··· DATA EXCERPTS

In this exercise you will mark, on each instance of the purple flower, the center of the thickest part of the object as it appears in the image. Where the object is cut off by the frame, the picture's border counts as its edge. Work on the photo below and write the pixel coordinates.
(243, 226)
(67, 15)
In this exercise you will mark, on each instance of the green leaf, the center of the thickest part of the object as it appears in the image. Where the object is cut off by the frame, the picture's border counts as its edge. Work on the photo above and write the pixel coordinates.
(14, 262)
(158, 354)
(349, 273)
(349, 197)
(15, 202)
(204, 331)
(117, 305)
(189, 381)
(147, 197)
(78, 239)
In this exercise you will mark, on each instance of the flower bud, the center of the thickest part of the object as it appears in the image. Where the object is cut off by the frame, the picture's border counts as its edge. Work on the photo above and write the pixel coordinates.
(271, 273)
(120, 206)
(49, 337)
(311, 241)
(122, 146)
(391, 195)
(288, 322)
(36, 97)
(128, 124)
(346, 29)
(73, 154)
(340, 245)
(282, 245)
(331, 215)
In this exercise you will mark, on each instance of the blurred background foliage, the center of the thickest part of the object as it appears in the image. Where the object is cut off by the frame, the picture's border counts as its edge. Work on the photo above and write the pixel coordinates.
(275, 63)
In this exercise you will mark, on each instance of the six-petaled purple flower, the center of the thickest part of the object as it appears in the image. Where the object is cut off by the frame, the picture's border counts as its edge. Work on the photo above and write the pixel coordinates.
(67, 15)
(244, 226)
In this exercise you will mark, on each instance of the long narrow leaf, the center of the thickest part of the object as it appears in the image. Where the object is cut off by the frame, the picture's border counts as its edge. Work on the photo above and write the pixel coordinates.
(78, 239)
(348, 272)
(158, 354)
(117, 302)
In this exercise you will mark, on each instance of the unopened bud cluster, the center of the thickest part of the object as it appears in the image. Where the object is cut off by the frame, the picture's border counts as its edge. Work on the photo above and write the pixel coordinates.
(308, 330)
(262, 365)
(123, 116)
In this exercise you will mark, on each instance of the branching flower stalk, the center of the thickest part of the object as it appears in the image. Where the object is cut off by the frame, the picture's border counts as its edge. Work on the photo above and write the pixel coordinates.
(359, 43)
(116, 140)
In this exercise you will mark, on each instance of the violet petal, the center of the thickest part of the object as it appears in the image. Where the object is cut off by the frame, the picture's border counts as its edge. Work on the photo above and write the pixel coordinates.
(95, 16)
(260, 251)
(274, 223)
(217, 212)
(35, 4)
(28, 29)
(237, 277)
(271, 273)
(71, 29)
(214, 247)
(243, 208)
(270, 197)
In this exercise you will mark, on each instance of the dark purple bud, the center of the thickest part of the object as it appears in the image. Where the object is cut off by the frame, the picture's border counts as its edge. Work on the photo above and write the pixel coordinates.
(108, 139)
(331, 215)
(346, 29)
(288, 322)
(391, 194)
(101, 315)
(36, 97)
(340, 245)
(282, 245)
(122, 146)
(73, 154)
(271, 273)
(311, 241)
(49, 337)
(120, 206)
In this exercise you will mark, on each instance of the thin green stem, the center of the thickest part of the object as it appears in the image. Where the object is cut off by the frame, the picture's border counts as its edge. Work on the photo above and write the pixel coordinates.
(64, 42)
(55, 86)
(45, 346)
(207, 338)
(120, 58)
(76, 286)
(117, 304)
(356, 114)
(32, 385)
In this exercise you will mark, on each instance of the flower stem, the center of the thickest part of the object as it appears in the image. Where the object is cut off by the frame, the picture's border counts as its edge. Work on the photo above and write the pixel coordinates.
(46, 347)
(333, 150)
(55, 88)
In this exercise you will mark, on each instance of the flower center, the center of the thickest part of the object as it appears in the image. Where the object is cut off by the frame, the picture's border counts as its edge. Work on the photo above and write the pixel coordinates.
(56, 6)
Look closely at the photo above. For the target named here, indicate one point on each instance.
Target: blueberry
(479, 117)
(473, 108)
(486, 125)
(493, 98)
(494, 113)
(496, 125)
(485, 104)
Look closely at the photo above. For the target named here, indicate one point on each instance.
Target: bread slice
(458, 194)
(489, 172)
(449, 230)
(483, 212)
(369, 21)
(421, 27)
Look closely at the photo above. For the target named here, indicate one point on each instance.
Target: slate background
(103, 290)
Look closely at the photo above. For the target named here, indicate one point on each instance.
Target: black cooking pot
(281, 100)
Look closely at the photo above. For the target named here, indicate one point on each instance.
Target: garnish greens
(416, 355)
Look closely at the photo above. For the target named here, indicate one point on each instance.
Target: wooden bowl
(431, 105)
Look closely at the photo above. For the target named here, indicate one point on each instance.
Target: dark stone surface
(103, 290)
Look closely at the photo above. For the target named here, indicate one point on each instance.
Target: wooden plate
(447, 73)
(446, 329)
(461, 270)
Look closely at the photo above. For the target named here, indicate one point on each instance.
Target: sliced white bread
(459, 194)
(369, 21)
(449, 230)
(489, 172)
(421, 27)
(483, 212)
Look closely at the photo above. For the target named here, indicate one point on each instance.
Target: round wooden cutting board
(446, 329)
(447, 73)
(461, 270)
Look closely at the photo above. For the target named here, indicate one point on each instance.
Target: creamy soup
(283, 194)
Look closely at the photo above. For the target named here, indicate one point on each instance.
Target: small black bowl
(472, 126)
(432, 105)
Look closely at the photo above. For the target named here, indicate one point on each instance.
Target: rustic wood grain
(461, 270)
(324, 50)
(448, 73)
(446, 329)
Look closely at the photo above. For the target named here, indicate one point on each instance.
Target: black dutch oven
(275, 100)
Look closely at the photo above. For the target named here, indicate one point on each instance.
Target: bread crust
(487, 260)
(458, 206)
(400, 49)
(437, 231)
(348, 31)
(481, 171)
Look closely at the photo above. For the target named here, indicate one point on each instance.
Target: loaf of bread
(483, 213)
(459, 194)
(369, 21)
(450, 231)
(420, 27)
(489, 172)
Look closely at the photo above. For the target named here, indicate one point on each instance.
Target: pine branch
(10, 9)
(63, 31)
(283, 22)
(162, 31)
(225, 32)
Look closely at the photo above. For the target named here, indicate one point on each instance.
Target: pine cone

······

§ REQUIREMENT
An exact copy of all the entries above is what is needed.

§ TASK RESPONSE
In this exercise you will mark, on each instance of the purple flower, the center of the thickest part of the object as it appears in the image. Where the object is cut off by the frame, the picture's border counts as its edge. Work on the photo below and write the pixel coordinates.
(243, 226)
(67, 15)
In this exercise you will mark, on each instance of the green leaf, the center of the thickest part of the object as it appears in the image. Where the object is cut off by the frame, the picture's border counts as its edge. Work on the photo above and write the pixel coordinates.
(14, 262)
(158, 354)
(349, 273)
(349, 197)
(15, 202)
(204, 331)
(117, 305)
(189, 381)
(147, 197)
(78, 239)
In this exercise you will mark, on each instance of the flower bud, the center of the thickest part of the object as it appears in the image. Where the object is cut off by the frame, the picture's border counts as its edge. Work on the photo above and write the pixel coordinates.
(271, 273)
(120, 206)
(49, 337)
(311, 241)
(122, 146)
(391, 195)
(288, 322)
(36, 97)
(128, 124)
(346, 29)
(73, 154)
(340, 245)
(282, 245)
(331, 215)
In this exercise you will mark, on each instance of the blurred background foliage, the center of the thickest part of the object as it appears in the image. Where the object is cut off by the frame, the picture's border counts as its edge. Work on the photo above and write the pixel coordinates.
(275, 63)
In this exercise you will mark, on each instance of the six-petaled purple flower, the center of the thickest part of the object as it appears in the image. Where the object is cut off by the frame, the picture's border counts as its edge. Work on the photo above and write the pixel coordinates.
(67, 15)
(244, 226)
In this exercise you will mark, on each instance of the long narrow leaf, the center of the thickest part of the object as it appears in the image. Where the object is cut off by the frame, the picture's border counts as its edge. Work on the photo above and write the pixel coordinates.
(78, 239)
(348, 272)
(158, 354)
(117, 302)
In this exercise you will mark, on each instance of the unopened bud cluster, the center of the thickest part of the object as it appears in the image. Where the object is cut off by the frame, the picture's border counts as its edge. Work on the photo above and write the pixel coordinates.
(308, 330)
(262, 365)
(123, 116)
In this exercise you will mark, on each instance of the branching flower stalk, the center of the thickest part of the object as it appears in the image. Where the object is cut off by the frame, the picture's border counts as its edge. Work on the photo above and write the pixel coordinates.
(359, 43)
(116, 140)
In this exercise you will mark, on each instance of the violet petal, the center of the thickest part of the object as it appears in the image. Where the object is cut off by the frame, the picture's border counts as its edge. Work on the photo above and write the pixel coordinates.
(95, 16)
(260, 251)
(274, 223)
(217, 212)
(35, 4)
(28, 29)
(237, 277)
(271, 273)
(71, 29)
(214, 247)
(243, 208)
(270, 197)
In this exercise you will mark, on each instance of the dark purple bud, the center of the thickest part of the object as it appears in the image. Where the object is cut off by the frame, the picture's border counts as its edge. Work on the photo above and write the pixel coordinates.
(108, 139)
(331, 215)
(346, 29)
(288, 322)
(391, 194)
(101, 315)
(36, 97)
(340, 245)
(282, 245)
(122, 146)
(73, 154)
(271, 273)
(311, 241)
(49, 337)
(120, 206)
In this exercise you will mark, on each instance of the thin green stem, the center of the thickest part of the object as it appears in the image. Where the object is cut off by the frame, the picture's border counts as its edge. Work on the photo above and write the pixel coordinates.
(64, 42)
(55, 86)
(45, 346)
(207, 338)
(120, 58)
(76, 286)
(117, 304)
(356, 114)
(32, 385)
In this exercise you will mark, on each instance of the flower stem, the center of the thickest part of the object as it appears in the image. Where the object is cut off by the frame, the picture's border counts as its edge. Work on the photo above and write the pixel coordinates.
(46, 347)
(333, 150)
(55, 88)
In this exercise you will mark, on each instance of the flower center, the center of the thickest part of the object as it appears in the image. Where the object is cut off by the frame, the picture's border counts as its edge. Work on the photo above and write the pixel coordinates.
(56, 6)
Look closely at the photo above. For the target named here, indicate one point on each instance.
Target: blueberry
(479, 117)
(473, 108)
(486, 125)
(493, 98)
(494, 113)
(496, 125)
(485, 104)
Look closely at the photo above. For the target named here, indicate one point on each instance.
Target: bread slice
(458, 194)
(489, 172)
(449, 230)
(483, 212)
(369, 21)
(421, 27)
Look closely at the photo above. For the target named here, indicate one point on each instance.
Target: slate background
(103, 290)
Look closely at the photo above. For the target named here, indicate one point on each instance.
Target: black cooking pot
(281, 100)
Look closely at the photo above. For the target named here, indicate one point on each instance.
Target: garnish greens
(416, 355)
Look closely at the photo above. For the target named here, indicate one point on each instance.
Target: wooden bowl
(431, 105)
Look closely at the photo above. For the target named here, indicate one point on each instance.
Target: dark stone surface
(103, 290)
Look closely at the photo above. For the target named here, indicate one point on each instance.
Target: wooden plate
(447, 73)
(446, 329)
(461, 270)
Look closely at the photo above. For the target named here, indicate one point on each instance.
Target: sliced white bread
(459, 194)
(369, 21)
(449, 230)
(489, 172)
(421, 27)
(483, 212)
Look closely at the photo above. For the target named here, indicate one point on each instance.
Target: round wooden cutting board
(446, 329)
(447, 73)
(461, 270)
Look closely at the photo above. For the target named here, indicate one point on each instance.
Target: creamy soup
(283, 194)
Look closely at the photo above. For the target named here, indicate one point on each instance.
Target: small black bowl
(472, 126)
(432, 105)
Look closely at the photo above. For the target named here, indicate one point on each instance.
Target: rustic wood grain
(461, 270)
(324, 50)
(448, 73)
(446, 329)
Look closely at the photo above. For the target named here, indicate one point on each instance.
Target: black dutch oven
(275, 100)
Look closely at the photo above. For the target named here, indicate one point on each instance.
Target: bread crust
(487, 260)
(458, 206)
(400, 49)
(437, 231)
(348, 31)
(481, 171)
Look closely at the photo above. For the target named here, indicate one point on each instance.
Target: loaf of bread
(483, 213)
(459, 194)
(369, 21)
(450, 231)
(420, 27)
(489, 172)
Look closely at the photo above. For the target named here, indicate one point on each instance.
Target: pine branch
(10, 9)
(63, 31)
(283, 22)
(162, 31)
(225, 32)
Look closely at the photo above. For the target named here, indicate one point on each instance.
Target: pine cone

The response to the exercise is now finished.